* WHAT TO PRODUCE: Nothing in the records may be left out or altered; reproduce them all exactly.

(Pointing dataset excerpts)
-*-*-

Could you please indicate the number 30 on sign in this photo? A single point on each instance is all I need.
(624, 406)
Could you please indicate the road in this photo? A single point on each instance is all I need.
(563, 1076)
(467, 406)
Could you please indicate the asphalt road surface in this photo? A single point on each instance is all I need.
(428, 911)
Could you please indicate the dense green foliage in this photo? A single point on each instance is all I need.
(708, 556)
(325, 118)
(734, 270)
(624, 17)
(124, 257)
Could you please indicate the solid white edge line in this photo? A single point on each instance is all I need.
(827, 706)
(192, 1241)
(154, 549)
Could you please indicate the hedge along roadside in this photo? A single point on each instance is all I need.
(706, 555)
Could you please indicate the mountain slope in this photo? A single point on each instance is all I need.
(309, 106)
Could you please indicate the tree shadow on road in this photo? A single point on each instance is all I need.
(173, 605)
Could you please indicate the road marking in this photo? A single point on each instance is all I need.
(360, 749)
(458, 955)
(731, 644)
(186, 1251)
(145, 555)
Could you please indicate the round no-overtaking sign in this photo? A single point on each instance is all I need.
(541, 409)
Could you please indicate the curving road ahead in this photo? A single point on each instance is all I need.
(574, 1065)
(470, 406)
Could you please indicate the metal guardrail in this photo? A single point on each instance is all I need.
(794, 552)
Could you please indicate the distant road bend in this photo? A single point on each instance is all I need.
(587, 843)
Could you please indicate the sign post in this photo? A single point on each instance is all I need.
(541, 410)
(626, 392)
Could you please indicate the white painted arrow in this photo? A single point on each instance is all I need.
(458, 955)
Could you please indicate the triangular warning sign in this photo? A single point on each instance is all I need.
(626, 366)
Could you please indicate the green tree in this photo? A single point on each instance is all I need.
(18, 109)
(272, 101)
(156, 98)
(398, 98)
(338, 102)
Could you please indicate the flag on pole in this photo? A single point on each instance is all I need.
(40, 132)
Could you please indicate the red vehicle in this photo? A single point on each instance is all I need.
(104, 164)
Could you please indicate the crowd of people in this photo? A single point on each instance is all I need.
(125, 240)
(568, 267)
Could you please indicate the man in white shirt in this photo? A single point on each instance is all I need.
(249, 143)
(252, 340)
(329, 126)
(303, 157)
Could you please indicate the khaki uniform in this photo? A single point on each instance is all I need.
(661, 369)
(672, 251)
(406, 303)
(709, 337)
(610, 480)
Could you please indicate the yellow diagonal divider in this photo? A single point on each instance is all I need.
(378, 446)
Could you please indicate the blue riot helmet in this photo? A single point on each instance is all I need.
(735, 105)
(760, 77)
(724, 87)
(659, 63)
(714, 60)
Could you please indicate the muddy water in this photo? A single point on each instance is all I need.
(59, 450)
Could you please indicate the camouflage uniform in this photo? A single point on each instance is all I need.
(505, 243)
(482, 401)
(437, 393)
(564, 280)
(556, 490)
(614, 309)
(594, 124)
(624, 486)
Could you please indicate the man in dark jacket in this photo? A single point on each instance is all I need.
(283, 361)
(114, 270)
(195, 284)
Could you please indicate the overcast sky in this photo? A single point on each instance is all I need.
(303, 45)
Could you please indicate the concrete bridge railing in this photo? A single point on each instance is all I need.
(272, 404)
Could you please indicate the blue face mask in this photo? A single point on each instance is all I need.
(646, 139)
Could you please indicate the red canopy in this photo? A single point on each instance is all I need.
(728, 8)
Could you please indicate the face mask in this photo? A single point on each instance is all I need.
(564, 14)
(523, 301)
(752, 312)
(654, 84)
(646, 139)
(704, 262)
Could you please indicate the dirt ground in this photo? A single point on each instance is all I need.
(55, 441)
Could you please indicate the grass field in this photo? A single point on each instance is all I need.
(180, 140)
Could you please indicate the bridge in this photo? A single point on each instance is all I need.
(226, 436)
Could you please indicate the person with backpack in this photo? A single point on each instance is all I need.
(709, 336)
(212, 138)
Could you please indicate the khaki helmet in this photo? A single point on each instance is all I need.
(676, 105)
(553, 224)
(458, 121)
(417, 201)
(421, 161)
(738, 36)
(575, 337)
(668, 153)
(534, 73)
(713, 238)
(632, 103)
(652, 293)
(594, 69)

-*-*-

* SOLUTION TO THIS PROBLEM:
Could you please indicate the number 30 on sign in this photo? A single point on each instance is all I need.
(624, 406)
Could you please indicate the road in this photo? A single point on each instance is all I need.
(563, 1076)
(467, 406)
Could you please indicate the asphalt road surface in this photo? A single point on each instance is all I need.
(428, 911)
Could you please indicate the dense green foliage in this photo? A single point on each instance is all I need.
(708, 556)
(325, 118)
(734, 270)
(624, 17)
(124, 257)
Could you please indicate the solid white edge line in this photo? A single point on each instance is all I need.
(827, 706)
(192, 1241)
(154, 549)
Could you please indicate the hedge along roadside in this photo? A single point on each instance is all I need.
(706, 555)
Could you please indicate the mountain slope in this photo? A single point on each instance is all I need.
(309, 106)
Could you please indicate the tree shadow on road in this photo? A single point on each instance is all I need.
(173, 605)
Could you please indicate the road marking in this photo? A single point on each instance is all I need.
(360, 749)
(458, 955)
(731, 644)
(186, 1251)
(145, 555)
Could you please indicate the round no-overtaking sign in this photo? A single point on each instance is all I need.
(541, 409)
Could you please indicate the curving road ahead in this photo? A single point on each instance is all I need.
(574, 1065)
(470, 406)
Could you please indicate the metal guardrail in this photo? A single point on each instance is all I need.
(794, 552)
Could you please indicate the distant road bend in this photo? A single point on each instance is all I need.
(587, 843)
Could you please indicate the sign post in this photo? A single point on each instance is all I need.
(541, 410)
(626, 392)
Could you please indicate the white painted arrow in this photo? A single point on each instance is all I need.
(458, 955)
Could you please indicate the triangular warning sign in this photo? A single point on each instance is all I need.
(626, 366)
Could you please indicate the green tree in this photo? A single point on each instance is all I need.
(18, 109)
(272, 101)
(156, 98)
(398, 98)
(338, 102)
Could you please indicate the flag on pole in this photo? A single point on each instance is all I need.
(40, 132)
Could you please indicate the red vehicle in this photo? A single point on each instance is all I need.
(104, 164)
Could you please indicate the crowd of people in this photo? A single point on each instance is all I need.
(125, 240)
(568, 267)
Could you please indicate the man in white shirt in this photo? A single point on each instance is all I need.
(249, 143)
(252, 340)
(329, 126)
(303, 157)
Could you please indicate the khaki uniform in this photo? A single point on each instance is all I need.
(661, 369)
(672, 251)
(406, 303)
(709, 337)
(610, 480)
Could you please indicate the yellow diagonal divider in this photo? A single point on each instance is all I need.
(378, 446)
Could you please indicate the blue riot helmet in this photo? A single point on each instance is all I need.
(735, 105)
(760, 77)
(724, 87)
(659, 63)
(714, 60)
Could you please indicate the muddy water in this photo? A single point on each instance is all I need.
(59, 450)
Could you please indicate the camouflage uniform in this photo? A single point on each instance is all I need.
(505, 243)
(482, 401)
(437, 393)
(564, 280)
(556, 490)
(614, 309)
(594, 124)
(624, 486)
Could you please indicate the man in dark jacket in this photo? A single point on each instance is all I need.
(283, 361)
(114, 270)
(195, 284)
Could you please indicate the overcast sky in this photo? A single point on each instance is all I need.
(303, 45)
Could you please indicate the concrete bridge railing in this photo? A single point on each instance is all I need.
(272, 404)
Could you please indicate the blue face mask in this photo? A single point on each instance is all I need.
(646, 139)
Could you please indicate the red canopy in this photo? A single point on each instance is all I need.
(728, 8)
Could you please indicate the face mask in this photo? A single point on each instance is all I need.
(564, 14)
(523, 301)
(752, 312)
(654, 84)
(646, 139)
(704, 262)
Could you please indicate the dirt ground in this photo? A single point on each instance is all I need.
(55, 441)
Could you please indicate the grass field in this photo? A single point on each instance is all I need.
(180, 140)
Could you please indicate the bridge in this photo? A single point on each instance is all I need.
(226, 436)
Could you please indicate the person with backpack in this photo? A single point on each instance is all I need.
(709, 336)
(212, 138)
Could you please indicate the khaki helmet in this photo? A single point on each instance is all I need.
(676, 105)
(553, 224)
(458, 121)
(417, 201)
(421, 161)
(738, 36)
(575, 337)
(668, 153)
(534, 73)
(713, 238)
(632, 103)
(652, 293)
(594, 69)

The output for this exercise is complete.